* **What is needed**
Resume the financial statement notes on cash distributions to unitholders, picking up right after their final bullet.

* **Supplied text**
-- BEGIN --
NOTES TO CONSOLIDATED FINANCIAL STATEMENTS — (Continued)
 
 
  •  second, 98% to the common unitholders, pro rata, and 2% to the general partner, until we distribute for each outstanding common unit an amount equal to any arrearages in payment of the Minimum Quarterly Distribution on the common units for any prior quarters during the subordination period;
 
  •  third, 98% to the subordinated unitholders, pro rata, and 2% to the general partner, until we distribute for each subordinated unit an amount equal to the Minimum Quarterly Distribution for that quarter;
 
  •  fourth, 98% to all unitholders, pro rata, and 2% to the general partner, until each unitholder receives a total of $0.3881 per unit for that quarter (the First Target Distribution);
 
  •  fifth, 85% to all unitholders, 2% to the general partner and 13% to the holders of the Incentive Distribution Rights, pro rata, until each unitholder receives a total of $0.4219 per unit for that quarter (the Second Target Distribution);
 
  •  sixth, 75% to all unitholders, 2% to the general partner and 23% to the holders of the Incentive Distribution Rights, pro rata, until each unitholder receives a total of $0.50625 per unit for that quarter (the Third Target Distribution); and
 
  •  thereafter, 50% to all unitholders, 2% to the general partner and 48% to the holders of the Incentive Distribution Rights, pro rata, (the Fourth Target Distribution).
 
Distributions of Available Cash after the Subordination Period.  The partnership agreement requires that we make distributions of Available Cash from operating surplus for any quarter after the subordination period in the following manner:
 
  •  first, 98% to all unitholders, pro rata, and 2% to the general partner, until each unitholder receives a total of $0.3881 per unit for that quarter;
 
  •  second, 85% to all unitholders, pro rata, 2% to the general partner and 13% to the holders of the Incentive Distribution Rights, until each unitholder receives a total of $0.4219 per unit for that quarter;
 
  •  third, 75% to all unitholders, pro rata, 2% to the general partner and 23% to the holders of the Incentive Distribution Rights, until each unitholder receives a total of $0.50625 per unit for that quarter; and
 
  •  thereafter, 50% to all unitholders, pro rata, 2% to the general partner and 48% to the holders of the Incentive Distribution Rights.
-- END --
* **Excerpted records**
-- BEGIN --
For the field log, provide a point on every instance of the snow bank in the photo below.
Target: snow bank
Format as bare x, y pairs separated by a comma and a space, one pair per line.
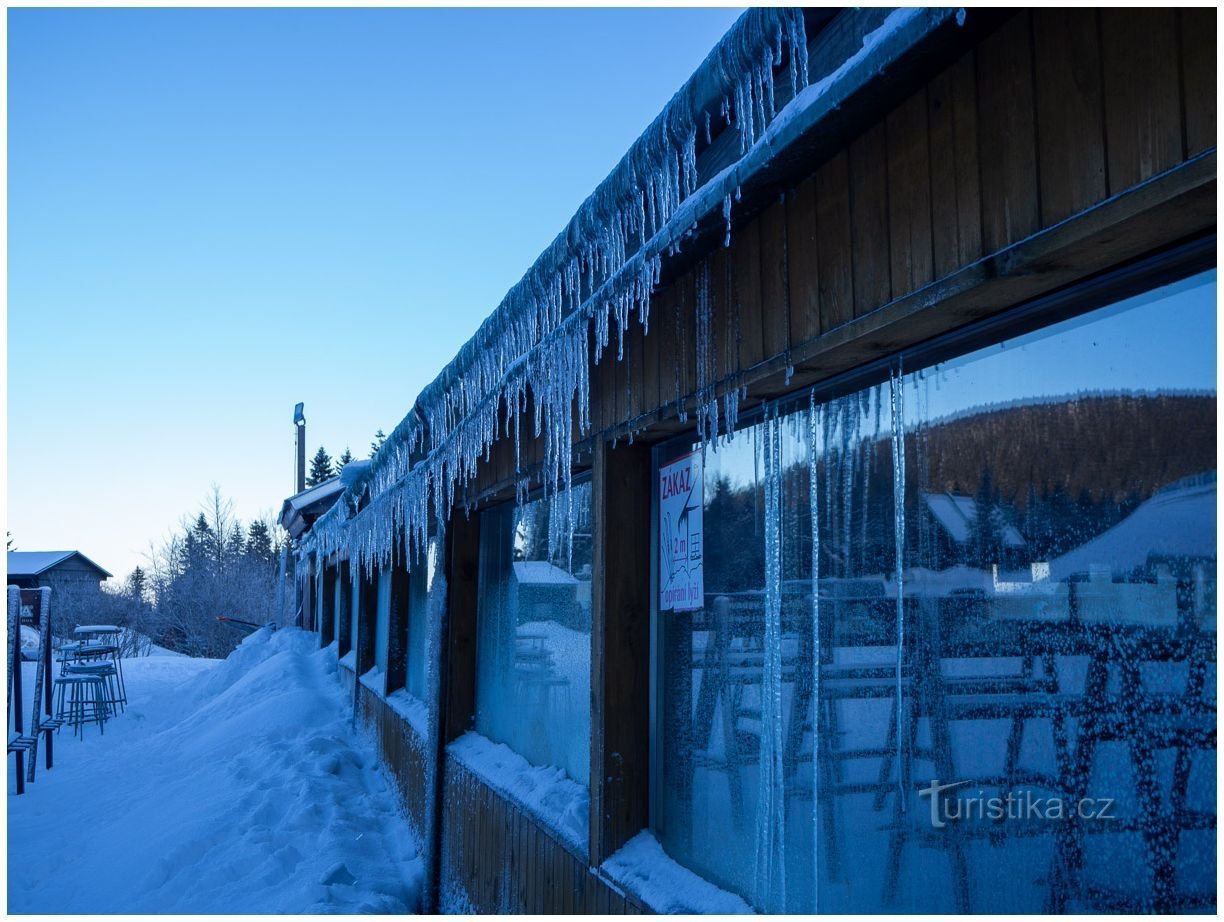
645, 869
233, 786
547, 794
-- END --
* **Output for this task**
Note 6 — Net Income per Limited Partner Unit
 
The Partnership’s net income is allocated to the general partner and the limited partners, including the holders of the subordinated units, in accordance with their respective ownership percentages, after giving effect to incentive distributions paid to the general partner. Basic and diluted net income per limited partner unit is calculated by dividing limited partners’ interest in net income, less general partner incentive distributions, by the weighted average number of outstanding limited partner units during the period.
 
Basic earnings per unit is computed by dividing net earnings attributable to unitholders by the weighted average number of units outstanding during each period. Diluted earnings per unit reflects the potential dilution of common equivalent units that could occur if securities or other contracts to issue common units were exercised or converted into common units.
 
Due to the timing of our IPO, a pro-rated distribution for the first quarter of 2007 of $0.16875 per unit (approximately $5.3 million) was declared by the Board of Directors of our general partner on April 23, 2007 and paid on May 15, 2007. A distribution for the second quarter of 2007 of $0.3375 per unit (approximately $10.6 million) was declared on July 23, 2007 and paid on August 14, 2007 to unitholders of record as of the close of business on August 2, 2007. A distribution of $0.3375 per unit (approximately $10.6 million) was declared on October 24, 2007 and paid on November 14, 2007. A distribution of $0.3975 (approximately $18.7 million) for the fourth quarter of 2007 was declared on January 24, 2008 and was paid on February 14, 2008.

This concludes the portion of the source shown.